* Direction 1
Reproduce every line of the collection entries, everything from the line containing "In the photo above, where can the wooden beam" down to the last entry, shifting each coordinate in the answers by -32. Leave all other numbers unchanged.

──────── Selected extract ────────

18. The learned counsel appearing for respondent no.3 has submitted that the redevelopment carried out on the said property is under DCR 33(7), and the amenities space requirements are as per provisions of clause 6.20 of Appendix 4 of DCR 33(10) which is also applicable to proposals under DCR 33(7). As per the said provisions, amenity open space to the extent of 8% is permissible. In the present case, the amenity open space is provided as under:-
S. No. | Amenity Open Space | Area in sq.mtrs. |
1. | Total area of plot after amalgamation | 16791.48 |
2. | Less setback | (-) 14.29 |
3. | Less 25% of Dhobi Ghat Reservation area (1281 x 25%) | (-) 320.25 |
4. | Balance area of plot | 16456.94 |
5. | Amenity Open Space required (8% of 16456.94) | 1316.56 |
Respondent no.3 has provided the amenities open space at the rate of 8% as required under DCR 33(7) Appendix III read with Appendix IV.
19. The learned counsel appearing for the Municipal Corporation has supported the submission of respondent no.3 and relied on the affidavit dated 11 November 2014 of the Assistant Engineer (BP), City, E Ward, Byculla, Mumbai and submitted that there is no violation of DCR 23. The said affidavit reads as under:-
" 1 ... ... ...
2 ... ... ...
3 ... ... ...
4 ... ... ...
(a) I say that the NOC for redevelopment under the provisions of D.C.R.33(7) have been issued by the MHADA u/no. R/NOC/F-1519/ 4698/MBRRB-07 dt 22.10.2007. The proposal for amalgamation/layout of C.S.No.189, 197 of Parel Sewree Division was submitted alongwith Notice u/s.302 of MMC Act vide letter dated 05.11.2007. The amalgamation of C.S. No. 189 and 197 of Parel Sewree Division is approved with the approval of competent authority and layout of amalgamation approved same No.EB/3239/FS/AL on 4.3.2008. Further amended layout is issued 4.4.2012 u/no. EB/3239/FS/AL. The amalgamation/layout are considered as per provision of section 302 of MMC Act. The development proposal as per provision of D.C.R.33(7) 1991, Development Control Regulation 1991.

──────── Input for this task ────────

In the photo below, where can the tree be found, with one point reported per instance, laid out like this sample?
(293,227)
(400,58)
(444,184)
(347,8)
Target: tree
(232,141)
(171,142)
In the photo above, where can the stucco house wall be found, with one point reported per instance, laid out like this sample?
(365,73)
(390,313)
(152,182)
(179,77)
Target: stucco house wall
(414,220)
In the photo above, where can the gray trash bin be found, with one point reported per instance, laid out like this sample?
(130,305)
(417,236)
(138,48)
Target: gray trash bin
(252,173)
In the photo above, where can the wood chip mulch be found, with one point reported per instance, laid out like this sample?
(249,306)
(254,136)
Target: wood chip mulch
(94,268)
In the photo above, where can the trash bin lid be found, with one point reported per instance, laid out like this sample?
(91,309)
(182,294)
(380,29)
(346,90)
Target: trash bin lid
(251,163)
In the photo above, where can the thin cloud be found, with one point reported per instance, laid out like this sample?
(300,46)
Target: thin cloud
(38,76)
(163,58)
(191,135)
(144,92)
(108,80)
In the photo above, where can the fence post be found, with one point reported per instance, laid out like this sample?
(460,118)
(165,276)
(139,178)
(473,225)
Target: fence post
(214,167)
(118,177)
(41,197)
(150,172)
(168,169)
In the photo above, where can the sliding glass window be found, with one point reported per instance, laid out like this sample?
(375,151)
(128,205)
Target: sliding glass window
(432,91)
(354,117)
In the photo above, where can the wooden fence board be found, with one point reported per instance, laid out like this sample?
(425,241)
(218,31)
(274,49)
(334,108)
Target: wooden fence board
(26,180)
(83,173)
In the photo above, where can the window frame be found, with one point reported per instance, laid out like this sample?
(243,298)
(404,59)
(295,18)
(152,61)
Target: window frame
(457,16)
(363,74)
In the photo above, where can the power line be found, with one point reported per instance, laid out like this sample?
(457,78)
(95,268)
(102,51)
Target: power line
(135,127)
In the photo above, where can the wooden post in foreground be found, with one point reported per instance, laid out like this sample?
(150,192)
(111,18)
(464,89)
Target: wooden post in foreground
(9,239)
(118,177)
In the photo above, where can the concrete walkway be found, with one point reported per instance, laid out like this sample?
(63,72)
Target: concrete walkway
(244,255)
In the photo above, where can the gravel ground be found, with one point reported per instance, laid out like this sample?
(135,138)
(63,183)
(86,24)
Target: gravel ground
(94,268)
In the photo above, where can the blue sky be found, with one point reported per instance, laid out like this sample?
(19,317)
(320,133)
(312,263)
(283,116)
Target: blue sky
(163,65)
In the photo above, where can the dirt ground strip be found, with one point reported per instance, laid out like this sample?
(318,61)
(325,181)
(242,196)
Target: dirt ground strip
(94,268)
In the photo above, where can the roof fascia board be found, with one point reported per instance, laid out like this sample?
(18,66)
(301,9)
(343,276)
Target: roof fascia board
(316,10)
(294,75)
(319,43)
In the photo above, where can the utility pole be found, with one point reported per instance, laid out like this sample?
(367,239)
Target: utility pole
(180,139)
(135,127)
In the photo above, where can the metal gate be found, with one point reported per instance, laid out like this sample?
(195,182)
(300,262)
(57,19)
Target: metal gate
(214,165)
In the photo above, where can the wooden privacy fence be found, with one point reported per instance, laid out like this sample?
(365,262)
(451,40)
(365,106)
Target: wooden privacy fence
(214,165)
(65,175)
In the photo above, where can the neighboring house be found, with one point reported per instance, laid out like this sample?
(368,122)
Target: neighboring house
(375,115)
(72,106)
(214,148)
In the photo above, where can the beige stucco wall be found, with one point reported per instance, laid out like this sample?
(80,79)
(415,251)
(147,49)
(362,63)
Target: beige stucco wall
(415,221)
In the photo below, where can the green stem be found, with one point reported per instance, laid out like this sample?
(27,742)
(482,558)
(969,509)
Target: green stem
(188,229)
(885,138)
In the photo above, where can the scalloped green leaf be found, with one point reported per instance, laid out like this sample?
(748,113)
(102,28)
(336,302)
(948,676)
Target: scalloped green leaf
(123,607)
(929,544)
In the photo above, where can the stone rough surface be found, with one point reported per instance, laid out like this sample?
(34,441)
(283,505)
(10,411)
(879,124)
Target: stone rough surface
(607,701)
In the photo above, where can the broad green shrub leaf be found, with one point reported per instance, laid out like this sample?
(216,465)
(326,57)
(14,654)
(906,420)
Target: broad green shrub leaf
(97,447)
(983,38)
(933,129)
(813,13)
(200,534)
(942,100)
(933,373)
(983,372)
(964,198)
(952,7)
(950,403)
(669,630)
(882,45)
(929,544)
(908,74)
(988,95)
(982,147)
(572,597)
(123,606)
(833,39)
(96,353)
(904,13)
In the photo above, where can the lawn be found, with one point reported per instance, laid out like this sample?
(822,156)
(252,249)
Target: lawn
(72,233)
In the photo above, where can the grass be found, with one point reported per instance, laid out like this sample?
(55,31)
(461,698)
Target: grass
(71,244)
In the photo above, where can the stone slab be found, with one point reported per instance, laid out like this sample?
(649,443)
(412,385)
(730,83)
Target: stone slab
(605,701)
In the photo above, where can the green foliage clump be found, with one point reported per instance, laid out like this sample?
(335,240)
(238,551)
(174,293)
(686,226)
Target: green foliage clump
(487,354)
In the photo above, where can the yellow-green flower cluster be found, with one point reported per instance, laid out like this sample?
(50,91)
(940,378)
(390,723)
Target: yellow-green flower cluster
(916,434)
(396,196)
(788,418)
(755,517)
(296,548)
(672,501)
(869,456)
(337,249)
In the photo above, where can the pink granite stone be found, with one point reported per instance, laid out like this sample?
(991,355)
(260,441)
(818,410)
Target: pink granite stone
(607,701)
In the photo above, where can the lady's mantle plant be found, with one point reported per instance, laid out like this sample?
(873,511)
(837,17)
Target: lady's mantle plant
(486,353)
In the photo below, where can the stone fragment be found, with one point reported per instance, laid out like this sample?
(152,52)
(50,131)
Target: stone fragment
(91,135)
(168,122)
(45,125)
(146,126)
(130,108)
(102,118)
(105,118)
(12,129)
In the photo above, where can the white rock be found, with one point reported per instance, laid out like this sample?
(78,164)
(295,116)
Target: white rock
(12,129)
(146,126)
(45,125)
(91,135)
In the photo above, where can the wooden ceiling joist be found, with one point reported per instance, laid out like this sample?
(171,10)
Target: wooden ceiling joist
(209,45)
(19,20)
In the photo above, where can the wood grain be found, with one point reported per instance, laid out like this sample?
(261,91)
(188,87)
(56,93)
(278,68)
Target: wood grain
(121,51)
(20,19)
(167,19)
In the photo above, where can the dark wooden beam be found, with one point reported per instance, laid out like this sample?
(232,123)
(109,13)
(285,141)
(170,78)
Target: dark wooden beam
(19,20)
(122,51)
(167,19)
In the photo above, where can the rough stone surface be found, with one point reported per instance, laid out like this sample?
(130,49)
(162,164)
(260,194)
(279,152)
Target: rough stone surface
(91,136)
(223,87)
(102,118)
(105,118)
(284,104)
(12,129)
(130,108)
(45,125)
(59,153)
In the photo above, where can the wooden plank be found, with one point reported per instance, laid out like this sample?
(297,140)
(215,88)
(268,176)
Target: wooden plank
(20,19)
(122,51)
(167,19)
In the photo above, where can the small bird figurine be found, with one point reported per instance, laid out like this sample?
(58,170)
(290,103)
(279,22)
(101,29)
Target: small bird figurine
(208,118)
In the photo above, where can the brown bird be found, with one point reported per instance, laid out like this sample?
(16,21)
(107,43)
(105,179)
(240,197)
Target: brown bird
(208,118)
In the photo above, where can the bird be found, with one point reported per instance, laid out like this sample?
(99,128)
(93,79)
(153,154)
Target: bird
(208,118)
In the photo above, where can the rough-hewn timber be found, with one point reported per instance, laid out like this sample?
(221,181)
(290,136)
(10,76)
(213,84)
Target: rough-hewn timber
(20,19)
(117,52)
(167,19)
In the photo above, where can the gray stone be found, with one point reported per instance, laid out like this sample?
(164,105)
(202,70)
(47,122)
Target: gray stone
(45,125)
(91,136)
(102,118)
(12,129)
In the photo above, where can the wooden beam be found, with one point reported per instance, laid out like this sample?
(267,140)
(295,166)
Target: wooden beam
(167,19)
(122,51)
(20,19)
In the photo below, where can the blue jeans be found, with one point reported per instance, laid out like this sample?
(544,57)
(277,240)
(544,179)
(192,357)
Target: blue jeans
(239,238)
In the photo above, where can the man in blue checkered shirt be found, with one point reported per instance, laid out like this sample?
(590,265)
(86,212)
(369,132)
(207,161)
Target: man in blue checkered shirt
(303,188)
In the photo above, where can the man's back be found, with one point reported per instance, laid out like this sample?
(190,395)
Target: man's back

────────

* Direction 2
According to the court extract, on what date did MHADA issue the NOC for redevelopment under D.C.R.33(7)?

* Task output 1
In the photo above, where can the wooden beam be found, with one point reported per instance, laid out like this sample?
(267,140)
(295,166)
Target: wooden beam
(135,-13)
(90,19)
(-12,-13)
In the photo below, where can the blue jeans be found, with one point reported per instance, laid out like this sample?
(544,57)
(277,240)
(544,179)
(192,357)
Target: blue jeans
(207,206)
In the photo above, where can the man in blue checkered shirt be found, with one point reported per instance, laid out like this sample?
(590,265)
(86,212)
(369,132)
(207,161)
Target: man in blue checkered shirt
(271,156)
In the photo above, where can the man's back be found, with one point reported per instance, laid out like this sample?
(190,395)
Target: man's back

* Task output 2
22.10.2007